Reproduce the listing below word for word, leaving out the pictures.

┏━━

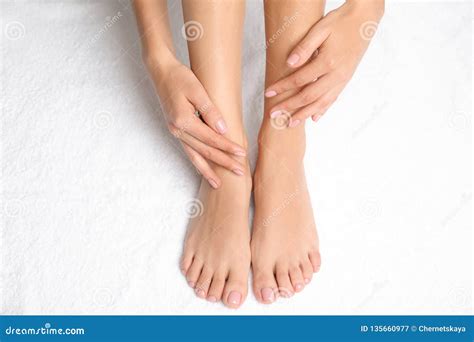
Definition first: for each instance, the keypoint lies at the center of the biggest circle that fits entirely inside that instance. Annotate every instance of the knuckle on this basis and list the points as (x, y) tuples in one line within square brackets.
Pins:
[(173, 130), (330, 62), (306, 97), (303, 48), (299, 80)]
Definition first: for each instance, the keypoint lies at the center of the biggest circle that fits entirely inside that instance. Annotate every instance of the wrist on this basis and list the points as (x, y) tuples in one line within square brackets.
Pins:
[(159, 61), (370, 8)]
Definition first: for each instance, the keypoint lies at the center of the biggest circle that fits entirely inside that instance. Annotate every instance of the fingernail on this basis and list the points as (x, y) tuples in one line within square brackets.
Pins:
[(275, 114), (221, 126), (294, 123), (270, 93), (293, 59), (200, 293), (238, 172), (268, 295), (213, 183), (240, 153), (234, 298)]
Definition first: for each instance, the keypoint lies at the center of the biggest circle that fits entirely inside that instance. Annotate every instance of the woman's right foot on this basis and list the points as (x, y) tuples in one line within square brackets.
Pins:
[(216, 255)]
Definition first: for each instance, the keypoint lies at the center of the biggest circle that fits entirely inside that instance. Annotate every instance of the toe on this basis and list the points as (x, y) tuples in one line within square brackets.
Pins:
[(194, 271), (235, 290), (297, 279), (307, 270), (264, 285), (285, 288), (315, 258), (203, 283), (186, 260), (217, 287)]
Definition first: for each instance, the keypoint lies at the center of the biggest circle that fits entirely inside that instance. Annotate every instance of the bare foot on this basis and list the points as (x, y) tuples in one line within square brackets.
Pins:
[(285, 247), (216, 256)]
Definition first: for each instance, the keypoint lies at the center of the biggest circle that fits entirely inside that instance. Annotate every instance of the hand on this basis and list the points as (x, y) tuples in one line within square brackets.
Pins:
[(182, 96), (332, 49)]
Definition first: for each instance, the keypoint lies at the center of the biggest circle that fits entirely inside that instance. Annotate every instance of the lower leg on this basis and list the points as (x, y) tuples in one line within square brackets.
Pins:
[(284, 246), (216, 254)]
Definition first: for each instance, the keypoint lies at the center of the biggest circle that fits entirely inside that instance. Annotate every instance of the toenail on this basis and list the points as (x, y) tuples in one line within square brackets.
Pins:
[(234, 298), (285, 293), (268, 295)]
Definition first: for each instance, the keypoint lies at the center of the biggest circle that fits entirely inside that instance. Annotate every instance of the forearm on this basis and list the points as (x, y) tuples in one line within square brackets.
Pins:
[(153, 24), (371, 7)]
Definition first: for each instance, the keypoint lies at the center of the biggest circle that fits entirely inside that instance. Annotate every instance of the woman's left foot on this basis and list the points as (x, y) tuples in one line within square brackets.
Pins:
[(284, 242)]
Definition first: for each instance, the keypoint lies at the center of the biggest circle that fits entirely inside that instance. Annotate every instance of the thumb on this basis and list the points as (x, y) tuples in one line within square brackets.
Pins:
[(308, 45), (209, 112)]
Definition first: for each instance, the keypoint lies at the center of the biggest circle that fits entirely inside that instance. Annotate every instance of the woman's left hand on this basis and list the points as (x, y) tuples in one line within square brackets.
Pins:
[(326, 59)]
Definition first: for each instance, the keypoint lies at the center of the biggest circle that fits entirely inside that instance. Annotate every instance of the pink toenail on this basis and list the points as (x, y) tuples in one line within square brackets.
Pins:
[(268, 295), (234, 298), (285, 293)]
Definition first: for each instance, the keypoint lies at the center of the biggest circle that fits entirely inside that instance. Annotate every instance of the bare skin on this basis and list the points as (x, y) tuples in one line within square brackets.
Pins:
[(216, 256), (284, 245), (284, 248)]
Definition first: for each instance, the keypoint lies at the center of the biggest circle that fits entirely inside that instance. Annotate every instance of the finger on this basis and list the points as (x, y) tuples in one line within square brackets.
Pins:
[(202, 132), (307, 74), (209, 112), (202, 166), (306, 47), (213, 154), (307, 95), (316, 109)]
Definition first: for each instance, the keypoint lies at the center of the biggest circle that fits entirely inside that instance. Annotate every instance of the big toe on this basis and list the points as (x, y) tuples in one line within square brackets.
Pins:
[(264, 285), (235, 290)]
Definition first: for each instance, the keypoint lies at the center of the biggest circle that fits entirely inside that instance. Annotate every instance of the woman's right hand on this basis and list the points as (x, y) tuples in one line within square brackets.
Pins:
[(182, 96)]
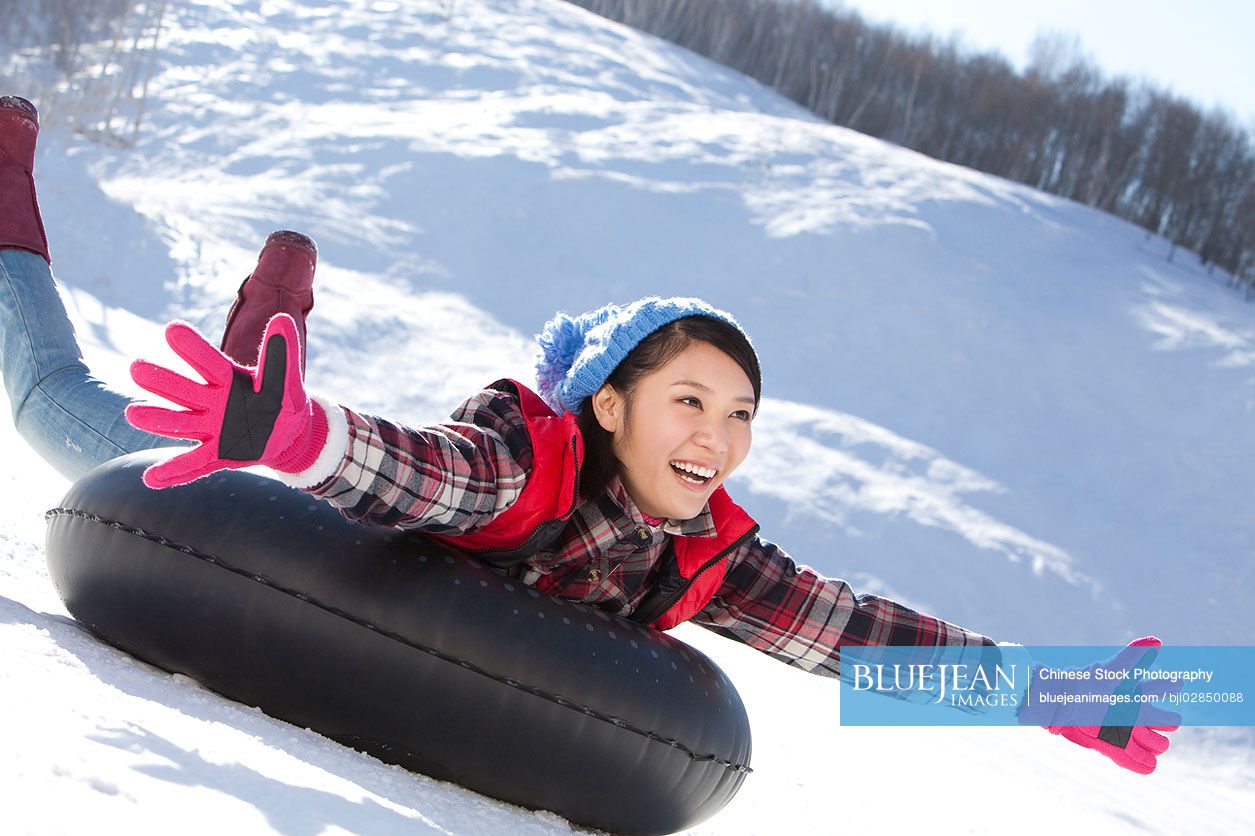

┗━━

* **Result for this exercise**:
Definition first: for each instance, the keypoint lies at the center of the biggest circle that fits entirely inside that instance. Annotate every instance of the knuckle on this basis and list the points as (x, y) tuples in one line within square brackets.
Pins:
[(173, 130), (330, 62), (306, 97), (303, 48), (299, 80)]
Definition first: for each instance, the keypoint lies at the center of the biggest circle that fits entirely inside that instance. Annotate every instance of the wrist on this basis and list the points as (x, y) tuples in one line within square brackets.
Pins:
[(159, 61), (370, 8)]
Definition first: for each instance, the keypoint lies at the center of the biggest circle that fits entirely inside that instance. Annotate every instance of the fingernail on this basis and list the points as (x, y) tuples in one line within square brackets.
Pins:
[(275, 114), (221, 126), (294, 123), (270, 93), (293, 59), (200, 293), (238, 172), (268, 295), (213, 183), (240, 153), (234, 298)]
Definition first: for each instance, the keypoint lies at the center of the biggest circle that fits entirely inside that instance. Annotate every instance of the woman's right foot on this basis and list the points as (x, y) tuples in one line within square brackets.
Pins:
[(216, 255)]
Definition first: for each instance, the keypoint lies at the center of the biggest circle that fits entirely inside that instance. Annotate every instance of the toe on this basis and list the points as (x, y) tuples in one line within square brackets.
Pins:
[(194, 271), (235, 290), (297, 279), (307, 270), (264, 285), (285, 288), (315, 258), (203, 283), (186, 260), (217, 287)]
Definition first: for each instance, the keypoint lies at the center of the biggest circle that fits entirely inside that instance. Annotate every instance of the bare foot on this basis and list the points as (x, y) tuples in one line within square brackets.
Pins:
[(285, 247), (216, 256)]
Definition first: for each instance, the keypoint lies at the center of the biggest circle that fits entirely inside that instance. Annotate every instance of the hand on this basis and list the points as (x, y) tuples in one line within square brackets.
Pins:
[(182, 96), (332, 49)]
Definition first: for each instance, the keypoint lies at the center of the biggest circle that fits entirely inside that instance. Annotate every instance of the lower leg on this basis and list the points as (x, y) tuples in one line within square brackets.
Pins:
[(284, 246), (216, 254)]
Definition first: for each instance, the keypoint lies at the center of the biggest circle that fits entirely inside that instance. Annotate every instance of the toenail on this basis and list the points as (x, y) tuples in one line within square brackets.
Pins:
[(234, 298), (285, 293), (268, 295)]
Definition first: for each instance, the keypoint lies at the center of the biggest circle that fits entirely inside that instance. Annotate every instance of the forearm on this basis and list the points as (x, y) tuples in one line within square brackets.
Pins:
[(153, 24), (371, 7)]
Definition first: for each instance, the keypoint lies at the center of the biggest circle that fits entirely inside that instance. Annotate every instance of the woman's left foot on this basis and list the points as (x, y) tuples in one line within square brackets.
Pins:
[(284, 242)]
Definition first: for each instance, the keypoint lies at the center of the biggest circle that fits entirely inside that instance. Annotate every instance of the thumb on this basis and list the points as (x, y) tuples in one line within square brackets.
Pins:
[(308, 45), (209, 112)]
Definition first: for each instance, the keypoint lies at the center of the biggest circle that fits entirely inside that instance. Annotate every instance of the woman's left hand on this basis and list the points as (x, y) tuples in one line within square brackets.
Pins:
[(326, 59)]
Definition first: for each instance, the keypoint lies at the center of the biggest circle that fits entirely inside that instance. Annotate every instance of the pink toenail on this basis and list the points as (x, y) tuples in one line within square brackets.
Pins:
[(268, 295), (234, 298), (285, 293)]
Definition first: for each instance, the keypoint lies at the center of the biggest circle that fits entirely inside that instance. Annotate every instance of the bare skin on this basis and list the points as (x, y) tuples in one line within square brackets.
Pins:
[(216, 256), (284, 245), (284, 248)]
Definition first: for each instance, the keypoint lies at the center of the biggest circle that fits entirely inside that instance. Annotate every instance of the finger on this basis and list the points as (x, y) tuples in one line within square brackets.
Pins:
[(202, 132), (307, 74), (209, 112), (202, 166), (306, 47), (213, 154), (307, 95), (316, 109)]
Definition first: for each instance, the keypoint lies at the center of the biggest circle that fits entirely inside that instance. Annotate every instance of the big toe on this basis and list the points as (x, y) tuples in one line within square brackets.
Pins:
[(264, 285), (235, 290)]
Definition first: for each instance, the keypoint lies at the center of the biggest circle that fits entirely inside that instance. Annotate every instance of the woman's right hand on this basis and list the points as (x, y) tuples in one line within square brackets.
Pins:
[(182, 96)]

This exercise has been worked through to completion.